Stored entries
· · · · · · ·

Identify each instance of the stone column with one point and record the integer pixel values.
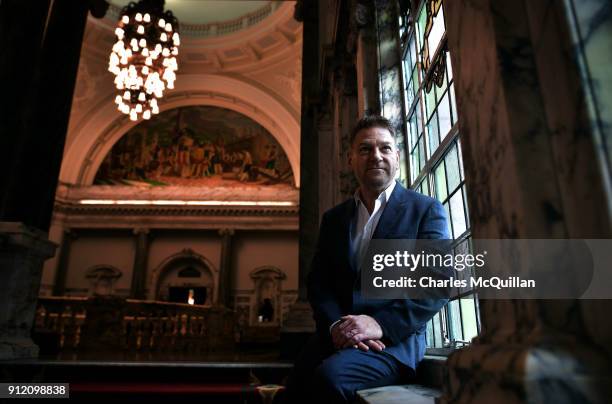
(531, 172)
(22, 253)
(390, 76)
(139, 270)
(366, 60)
(225, 276)
(40, 57)
(299, 318)
(59, 283)
(41, 49)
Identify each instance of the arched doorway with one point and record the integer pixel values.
(185, 277)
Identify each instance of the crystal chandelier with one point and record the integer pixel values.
(143, 59)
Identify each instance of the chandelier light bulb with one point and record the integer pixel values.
(143, 60)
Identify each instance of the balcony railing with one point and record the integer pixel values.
(112, 323)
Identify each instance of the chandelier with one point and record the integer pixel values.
(143, 59)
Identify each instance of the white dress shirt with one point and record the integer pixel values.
(363, 225)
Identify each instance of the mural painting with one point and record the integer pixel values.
(196, 146)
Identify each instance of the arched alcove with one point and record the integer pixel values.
(181, 272)
(102, 279)
(268, 290)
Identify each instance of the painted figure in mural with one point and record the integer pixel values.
(247, 163)
(197, 160)
(184, 158)
(364, 343)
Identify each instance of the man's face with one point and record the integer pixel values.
(374, 158)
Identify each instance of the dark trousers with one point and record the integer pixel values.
(324, 375)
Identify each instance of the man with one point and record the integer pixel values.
(359, 343)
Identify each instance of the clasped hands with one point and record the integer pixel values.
(360, 331)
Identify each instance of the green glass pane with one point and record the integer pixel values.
(467, 212)
(433, 135)
(412, 51)
(421, 22)
(448, 215)
(413, 129)
(444, 116)
(424, 187)
(410, 95)
(430, 101)
(440, 182)
(454, 316)
(442, 88)
(458, 214)
(436, 33)
(437, 331)
(421, 152)
(460, 159)
(452, 169)
(449, 67)
(414, 161)
(468, 314)
(406, 69)
(420, 111)
(453, 103)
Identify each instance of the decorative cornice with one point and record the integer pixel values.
(126, 210)
(217, 28)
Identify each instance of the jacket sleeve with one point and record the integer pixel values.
(402, 317)
(321, 295)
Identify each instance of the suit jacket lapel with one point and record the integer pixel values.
(345, 232)
(389, 219)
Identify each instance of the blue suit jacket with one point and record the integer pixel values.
(333, 282)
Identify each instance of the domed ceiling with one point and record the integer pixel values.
(201, 12)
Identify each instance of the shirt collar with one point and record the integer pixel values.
(383, 197)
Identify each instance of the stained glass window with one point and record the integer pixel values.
(434, 150)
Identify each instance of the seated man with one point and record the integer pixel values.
(364, 343)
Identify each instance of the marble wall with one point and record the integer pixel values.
(532, 171)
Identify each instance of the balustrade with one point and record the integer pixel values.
(112, 323)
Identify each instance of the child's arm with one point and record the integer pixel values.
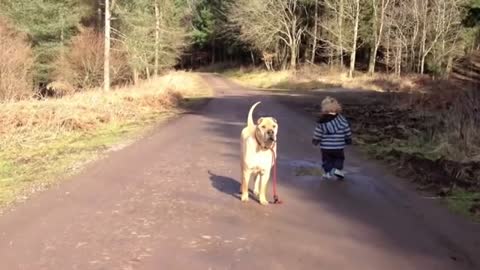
(348, 135)
(317, 135)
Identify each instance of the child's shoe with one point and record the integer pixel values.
(338, 173)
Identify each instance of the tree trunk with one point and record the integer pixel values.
(315, 32)
(355, 35)
(373, 49)
(422, 64)
(293, 57)
(106, 61)
(424, 38)
(213, 51)
(387, 57)
(157, 38)
(340, 37)
(135, 76)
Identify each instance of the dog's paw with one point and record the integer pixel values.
(263, 202)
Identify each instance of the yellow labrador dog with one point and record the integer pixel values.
(258, 143)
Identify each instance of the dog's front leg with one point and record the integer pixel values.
(263, 187)
(256, 189)
(246, 174)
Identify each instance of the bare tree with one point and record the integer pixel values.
(355, 37)
(378, 24)
(315, 34)
(106, 62)
(157, 36)
(267, 23)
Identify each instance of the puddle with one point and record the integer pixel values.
(308, 168)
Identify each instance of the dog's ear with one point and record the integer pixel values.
(260, 120)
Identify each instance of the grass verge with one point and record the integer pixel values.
(44, 141)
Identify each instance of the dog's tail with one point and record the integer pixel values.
(250, 122)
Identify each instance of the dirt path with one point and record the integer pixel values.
(170, 201)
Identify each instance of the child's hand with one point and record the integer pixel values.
(348, 141)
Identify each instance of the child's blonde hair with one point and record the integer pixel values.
(331, 105)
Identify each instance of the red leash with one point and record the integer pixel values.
(276, 200)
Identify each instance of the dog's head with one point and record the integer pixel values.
(266, 131)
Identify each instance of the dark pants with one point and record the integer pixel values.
(332, 159)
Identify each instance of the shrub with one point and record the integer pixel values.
(16, 62)
(81, 65)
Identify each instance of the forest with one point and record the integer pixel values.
(58, 46)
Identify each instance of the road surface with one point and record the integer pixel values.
(170, 201)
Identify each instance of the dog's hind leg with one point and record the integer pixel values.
(256, 188)
(245, 179)
(263, 187)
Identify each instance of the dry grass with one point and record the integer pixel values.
(41, 140)
(322, 77)
(16, 62)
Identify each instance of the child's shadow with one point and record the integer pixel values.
(227, 185)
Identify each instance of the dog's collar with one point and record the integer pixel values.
(262, 146)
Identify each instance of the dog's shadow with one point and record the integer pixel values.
(228, 185)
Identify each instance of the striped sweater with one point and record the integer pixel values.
(332, 132)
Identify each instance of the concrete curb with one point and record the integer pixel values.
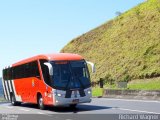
(132, 94)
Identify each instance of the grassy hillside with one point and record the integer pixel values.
(125, 48)
(1, 91)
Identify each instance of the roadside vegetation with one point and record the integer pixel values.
(126, 48)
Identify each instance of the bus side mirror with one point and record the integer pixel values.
(50, 68)
(92, 65)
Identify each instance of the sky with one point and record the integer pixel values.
(32, 27)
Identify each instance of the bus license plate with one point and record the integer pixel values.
(75, 101)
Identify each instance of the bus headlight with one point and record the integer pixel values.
(89, 91)
(59, 95)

· · · · · · ·

Exercise directions
Convert the entries above into a two-column CSV with the headers instruction and points, one row per entry. Put each entry's text and its answer in a single quoted field apiece, replace line breaks with spaces, and omit the pictures.

The response
instruction,points
"Identify each instance of the stone column with one point and record the integer pixel values.","(531, 172) (22, 253) (390, 76) (139, 270) (366, 60) (225, 276) (40, 57) (299, 318) (59, 283) (41, 49)"
"Identify each instance of the arched doorway with one point and record the integer pixel values.","(185, 277)"
"Identify each instance of the crystal chandelier with one point and record the integer pixel values.","(143, 59)"
"Identify each instance of the chandelier light bulb with one point and record the integer pixel values.","(143, 60)"
"Identify each instance of the balcony railing with one point and record the integer pixel values.","(112, 323)"
"Identify each instance of the chandelier with one point and record the integer pixel values.","(143, 59)"
"Identify each instance of the white dress shirt with one point and record the integer pixel values.","(363, 225)"
"Identify each instance of the mural painting with one point and record the integer pixel values.","(196, 146)"
"Identify each instance of the arched alcove with one point and record the integer pixel values.","(181, 272) (102, 279) (268, 290)"
"Identify each instance of the painted figure in mural with one point and record the integer pixel values.","(247, 163) (197, 160) (184, 158) (364, 343)"
"Identify each instance of the man's face with one point and record the integer pixel values.","(374, 158)"
"Identify each instance of the dark trousers with one point and record the integer pixel values.","(324, 375)"
"Identify each instance of the man with one point and record the integer pixel values.","(359, 343)"
"Identify each instance of the clasped hands with one point and record the integer pixel values.","(360, 331)"
"Identify each instance of the green glass pane with one point and record the integer pixel values.","(467, 212) (433, 135) (412, 51) (421, 22) (448, 215) (413, 129) (444, 116) (424, 187) (410, 95) (430, 101) (440, 182) (454, 316) (442, 88) (458, 214) (436, 33) (437, 331) (421, 152) (460, 159) (452, 169) (449, 67) (414, 161) (468, 314) (406, 69) (420, 111) (453, 103)"
"Identify each instance of the decorative cornice with one point and record the integer pixel values.","(126, 210) (217, 28)"
"Identify each instance of the jacket sleeve with one point and record the integer pixel values.","(402, 317) (321, 295)"
"Identify each instance of the suit jacket lapel with one point and record the integer pixel values.","(345, 232) (389, 219)"
"Identify each instance of the blue suit jacket with one point and record the integer pixel values.","(333, 282)"
"Identify each instance of the domed ceiling with one point and record the integer pixel values.","(201, 12)"
"Identify each instance of the shirt collar with one point and record the integer pixel values.","(383, 197)"
"Identify each instance of the stained glass window with one point and record the integer pixel values.","(434, 150)"
"Identify each instance of the seated man with one point and record the integer pixel values.","(364, 343)"
"Identify each instance of the marble wall with one point and record the integer pixel values.","(532, 171)"
"Identify each instance of the balustrade with one point and record the integer pixel values.","(112, 323)"
"Identify each instance of the child's arm with one point and record the integer pixel values.","(348, 135) (317, 135)"
"Identify each instance of the child's shoe with one point and record the integer pixel values.","(338, 173)"
"Identify each instance of the tree trunk with one point and record the integer pixel values.","(315, 32) (355, 35) (373, 49) (422, 64) (293, 57) (106, 61) (424, 38) (213, 51) (387, 57) (157, 38) (340, 37) (135, 76)"
"Identify each instance of the dog's paw with one point and record the integer pixel values.","(263, 202)"
"Identify each instance of the yellow labrador dog with one point and record the integer pixel values.","(258, 143)"
"Identify each instance of the dog's front leg with one point and record the integer pixel values.","(263, 187) (256, 189) (246, 174)"
"Identify each instance of the bare tree with one point and record the integer pixel values.","(355, 37) (378, 24) (315, 34) (106, 62) (157, 36) (267, 23)"
"Identify each instance of the puddle with one point and record the integer pixel values.","(308, 168)"
"Identify each instance of the dog's ear with one point and record the integer pixel values.","(260, 120)"
"Identify each instance of the grass verge with one point and record the integer pixel values.","(44, 141)"
"Identify each instance of the dog's tail with one point and record the integer pixel values.","(250, 122)"
"Identify each instance of the dirt path with one point and record the integer pixel values.","(170, 201)"
"Identify each instance of the child's hand with one point and record the integer pixel values.","(348, 141)"
"Identify each instance of the child's blonde hair with one point and record the integer pixel values.","(331, 105)"
"Identify each instance of the red leash with one point and record the integer pixel values.","(276, 200)"
"Identify each instance of the dog's head with one point and record the integer pixel values.","(266, 131)"
"Identify each instance of the dark pants with one point and record the integer pixel values.","(332, 159)"
"Identify each instance of the shrub with one point and record the integer pixel values.","(16, 62) (81, 65)"
"Identify each instance of the forest with one point and record the integer pixel values.","(58, 46)"
"Identify each instance of the road surface with one point and record the integer pixel values.","(170, 201)"
"Identify each instance of the dog's hind leg with one point and record the integer pixel values.","(256, 188) (245, 179) (263, 187)"
"Identify each instance of the dry grass with one point and record the integer pixel values.","(41, 140) (322, 77) (16, 62)"
"Identify each instance of the child's shadow with one point and record the integer pixel values.","(227, 185)"
"Identify each instance of the dog's collar with one point and record the integer pixel values.","(262, 146)"
"Identify each instance of the dog's shadow with one point and record the integer pixel values.","(228, 185)"
"Identify each instance of the striped sweater with one point and record the integer pixel values.","(332, 132)"
"Identify each instance of the concrete curb with one point and record the integer pixel values.","(132, 94)"
"Identify each instance of the grassy hillside with one point and record the integer pixel values.","(125, 48) (1, 91)"
"Identify each instance of the roadside vegetation with one point and record the integer pixel values.","(126, 48)"
"Identify each instance of the bus side mirror with one point and record the integer pixel values.","(50, 68) (92, 65)"
"Identify each instance of the sky with one point and record the integer pixel values.","(32, 27)"
"Identify each instance of the bus license plate with one point and record the integer pixel values.","(75, 101)"
"Identify each instance of the bus headlight with one point and record the integer pixel values.","(89, 91) (59, 95)"